TASK OBJECTIVE = Restate each entry shown beneath this instruction, keeping its wording intact.

------------------------------

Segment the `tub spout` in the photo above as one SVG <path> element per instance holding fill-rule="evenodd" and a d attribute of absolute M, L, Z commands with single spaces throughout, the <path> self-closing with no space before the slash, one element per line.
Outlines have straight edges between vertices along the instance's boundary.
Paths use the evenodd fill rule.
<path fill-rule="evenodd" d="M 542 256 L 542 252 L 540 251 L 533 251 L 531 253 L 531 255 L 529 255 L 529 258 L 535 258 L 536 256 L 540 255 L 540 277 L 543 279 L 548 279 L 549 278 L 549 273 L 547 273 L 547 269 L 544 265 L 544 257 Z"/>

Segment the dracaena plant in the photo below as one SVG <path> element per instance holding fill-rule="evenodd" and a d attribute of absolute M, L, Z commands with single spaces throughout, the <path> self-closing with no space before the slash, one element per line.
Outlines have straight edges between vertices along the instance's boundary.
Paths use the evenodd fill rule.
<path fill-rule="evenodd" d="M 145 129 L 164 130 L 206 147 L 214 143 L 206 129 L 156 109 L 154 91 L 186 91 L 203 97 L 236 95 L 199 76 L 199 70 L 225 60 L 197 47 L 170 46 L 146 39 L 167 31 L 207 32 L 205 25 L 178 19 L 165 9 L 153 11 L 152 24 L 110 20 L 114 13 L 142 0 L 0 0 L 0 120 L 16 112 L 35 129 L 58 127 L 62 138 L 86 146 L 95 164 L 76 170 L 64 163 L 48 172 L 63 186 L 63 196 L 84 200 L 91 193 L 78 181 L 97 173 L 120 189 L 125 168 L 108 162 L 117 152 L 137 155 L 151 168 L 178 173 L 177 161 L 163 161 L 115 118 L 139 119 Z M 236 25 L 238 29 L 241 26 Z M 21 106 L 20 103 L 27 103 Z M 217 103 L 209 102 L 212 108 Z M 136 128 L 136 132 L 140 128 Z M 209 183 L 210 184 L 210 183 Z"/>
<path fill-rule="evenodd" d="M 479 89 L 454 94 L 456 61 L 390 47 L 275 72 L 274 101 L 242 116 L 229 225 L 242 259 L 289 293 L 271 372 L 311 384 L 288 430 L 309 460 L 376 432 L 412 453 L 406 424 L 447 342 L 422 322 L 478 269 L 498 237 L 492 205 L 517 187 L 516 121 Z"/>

------------------------------

ANSWER BOX =
Segment the `tub spout` in the photo above as one SVG <path> element per instance holding fill-rule="evenodd" and a d attribute of absolute M, L, Z commands with single spaces throughout, the <path> self-closing with no space before the slash, one element per line.
Outlines have straight edges between vertices along the instance's boundary.
Paths use the evenodd fill rule.
<path fill-rule="evenodd" d="M 542 256 L 542 252 L 540 251 L 533 251 L 531 253 L 531 255 L 529 255 L 529 258 L 535 258 L 536 256 L 540 255 L 540 277 L 543 279 L 548 279 L 549 278 L 549 273 L 547 273 L 547 269 L 544 265 L 544 257 Z"/>

Segment the dracaena plant in the photo below as one SVG <path> element per instance holding fill-rule="evenodd" and a d attribute of absolute M, L, Z commands with single spaces throughout, the <path> self-closing with no space before the slash, one element per line.
Outlines have straight edges between vertices along the instance's boundary.
Paths use the evenodd fill rule.
<path fill-rule="evenodd" d="M 145 129 L 164 130 L 206 147 L 214 143 L 206 129 L 156 109 L 154 91 L 186 91 L 203 97 L 236 95 L 199 76 L 199 70 L 225 60 L 197 47 L 170 46 L 146 39 L 167 31 L 207 32 L 205 25 L 178 19 L 165 9 L 153 11 L 152 24 L 110 20 L 114 13 L 142 0 L 0 0 L 0 120 L 16 112 L 35 129 L 58 127 L 62 138 L 86 146 L 95 164 L 76 170 L 64 163 L 48 172 L 63 186 L 63 196 L 84 200 L 91 193 L 78 181 L 97 173 L 120 189 L 125 168 L 108 162 L 117 152 L 137 155 L 151 168 L 178 173 L 177 161 L 163 161 L 115 118 L 139 119 Z M 236 25 L 238 29 L 241 26 Z M 21 106 L 20 103 L 27 103 Z M 217 103 L 209 102 L 212 108 Z M 136 128 L 136 132 L 140 128 Z M 209 183 L 210 184 L 210 183 Z"/>
<path fill-rule="evenodd" d="M 479 89 L 454 94 L 456 61 L 390 47 L 275 72 L 274 101 L 242 116 L 229 225 L 242 259 L 289 293 L 271 372 L 311 384 L 288 430 L 309 460 L 376 432 L 412 453 L 406 424 L 447 342 L 422 322 L 478 269 L 498 237 L 492 205 L 517 187 L 516 121 Z"/>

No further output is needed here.